* _SUPPLIED PASSAGE_
[Start]

In a deal struck in the early hours of yesterday morning, pushed through before Wall Street opened for the day, the failed First Republic Bank has been bought by JPMorgan Chase after it had been taken over by the Federal Deposit Insurance Corporation (FDIC).

Stock ticker listing for JP Morgan Chase & Co. [AP Photo/Richard Drew]

Regulations governing competition in the banking sector were pushed aside to get the deal done. Under normal circumstances, JPMorgan, which is already America’s largest bank, would not have been allowed to buy First Republic under regulations that stipulate that no bank can hold more than 10 percent of insured deposits in the US.

The go-ahead to bypass the regulations was taken by the Office of the Comptroller of the Currency that operates in the US Treasury Department.

In the words of one unnamed person briefed on the situation, cited by the Financial Times (FT), JPMorgan “received a waiver because it was by far the best deal.”

The takeover is being presented as a “private sector” solution to try to avoid giving the impression that this is yet another government bailout. But large amounts of public money are being outlaid.

JPMorgan chief executive Jamie Dimon only agreed to go ahead with the takeover—after he said the government had asked him to “step up”—when he received an agreement from the FDIC that it would take a hit.

Under the deal, JPMorgan will buy most of the company assets, including $173 billion in loans and $30 billion in securities as well as taking over $93 billion in deposits.

The FDIC will take a loss of $13 billion, adding to the losses of more than $20 billion it has already taken because of the failures of SVB and Signature. In addition, JPMorgan will receive a $50 billion line in financing from FDIC and will share any losses with it.

Government assistance has been crucial. According to a JP Morgan statement, it expected to make an immediate gain on the deal but, without government backing, it would have had to recognise losses running into billions of dollars as soon as it was completed.

The failure of First Republic, the 14th largest bank in the country, is the second largest in monetary terms in US financial history, a position previously occupied by the Silicon Valley Bank (SVB). It collapsed in March and was taken over after a bank run following the withdrawal of $40 billion in a single day with a further $100 billion lined up to be withdrawn.

Its demise, followed by the failure of the Signature Bank, set off the crisis in First Republic which had rapidly grown in recent years by making ultra-low interest rate mortgage loans to very wealthy individuals, in return for receiving their business accounts. But this model became unviable when interest rates rose.

In the first quarter, First Republic reported it was earning an average of 3.73 percent on its loans. But it was forced to borrow money from the Federal Reserve at the rate of 4.5 percent to maintain liquidity which meant it was receiving less money in terms of interest payments than it was paying out.

[End]

* _EXERCISE 1_
In the First Republic Bank article, which office approved bypassing the banking competition regulations so the deal could go ahead?
* _EXERCISE 2_
Rewrite the paragraph of the First Republic Bank article that begins "The FDIC will take a loss" as a short bulleted list that keeps its main facts.

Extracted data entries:
[Start]

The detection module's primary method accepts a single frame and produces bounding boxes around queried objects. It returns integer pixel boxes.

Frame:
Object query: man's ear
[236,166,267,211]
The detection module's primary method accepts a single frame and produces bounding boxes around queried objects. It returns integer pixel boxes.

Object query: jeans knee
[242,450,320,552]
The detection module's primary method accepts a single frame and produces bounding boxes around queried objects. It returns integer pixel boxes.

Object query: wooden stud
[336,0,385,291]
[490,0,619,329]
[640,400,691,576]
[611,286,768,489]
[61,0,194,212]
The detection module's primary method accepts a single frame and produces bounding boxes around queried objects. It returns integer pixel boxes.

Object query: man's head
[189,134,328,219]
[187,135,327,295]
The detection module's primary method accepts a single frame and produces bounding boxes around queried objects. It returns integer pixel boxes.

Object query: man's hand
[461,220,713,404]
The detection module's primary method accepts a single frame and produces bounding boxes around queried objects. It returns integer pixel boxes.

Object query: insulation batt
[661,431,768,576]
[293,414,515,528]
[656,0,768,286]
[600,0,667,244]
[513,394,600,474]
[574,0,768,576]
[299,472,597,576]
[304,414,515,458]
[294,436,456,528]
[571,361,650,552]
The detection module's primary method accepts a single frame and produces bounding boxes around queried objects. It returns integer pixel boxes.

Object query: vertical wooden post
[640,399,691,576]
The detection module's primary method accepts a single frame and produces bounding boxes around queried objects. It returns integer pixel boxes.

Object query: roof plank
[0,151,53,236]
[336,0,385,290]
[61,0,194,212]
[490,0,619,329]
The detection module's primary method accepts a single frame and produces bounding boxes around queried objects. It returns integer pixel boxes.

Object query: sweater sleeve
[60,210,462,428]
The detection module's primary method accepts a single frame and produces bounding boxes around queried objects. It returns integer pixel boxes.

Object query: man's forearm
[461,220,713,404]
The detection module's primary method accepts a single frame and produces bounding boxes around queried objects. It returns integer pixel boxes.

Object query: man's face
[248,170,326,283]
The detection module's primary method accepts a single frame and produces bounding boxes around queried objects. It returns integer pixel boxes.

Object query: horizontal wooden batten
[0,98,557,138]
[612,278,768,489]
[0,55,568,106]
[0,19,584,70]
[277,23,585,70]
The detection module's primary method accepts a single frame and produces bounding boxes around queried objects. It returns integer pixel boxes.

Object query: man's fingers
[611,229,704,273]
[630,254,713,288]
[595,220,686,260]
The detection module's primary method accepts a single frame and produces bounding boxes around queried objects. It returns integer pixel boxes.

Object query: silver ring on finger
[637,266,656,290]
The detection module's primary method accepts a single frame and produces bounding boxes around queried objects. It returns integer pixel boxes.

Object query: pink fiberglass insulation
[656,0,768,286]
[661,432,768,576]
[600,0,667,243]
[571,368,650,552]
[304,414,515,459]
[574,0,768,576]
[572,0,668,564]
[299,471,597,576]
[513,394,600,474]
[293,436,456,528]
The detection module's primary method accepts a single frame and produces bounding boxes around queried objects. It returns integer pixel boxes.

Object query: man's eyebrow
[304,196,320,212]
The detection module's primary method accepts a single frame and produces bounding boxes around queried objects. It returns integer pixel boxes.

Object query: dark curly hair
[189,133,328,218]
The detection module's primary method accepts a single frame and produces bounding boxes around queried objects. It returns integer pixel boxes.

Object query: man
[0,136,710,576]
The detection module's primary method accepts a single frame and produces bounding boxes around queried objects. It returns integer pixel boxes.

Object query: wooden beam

[End]

* _TASK ANSWER 1_
The Office of the Comptroller of the Currency, which operates in the US Treasury Department.

* _TASK ANSWER 2_
- The FDIC will take a $13 billion loss.
- This adds to the more than $20 billion it has already lost from the failures of SVB and Signature.
- JPMorgan will receive a $50 billion financing line from the FDIC.
- JPMorgan and the FDIC will share any losses.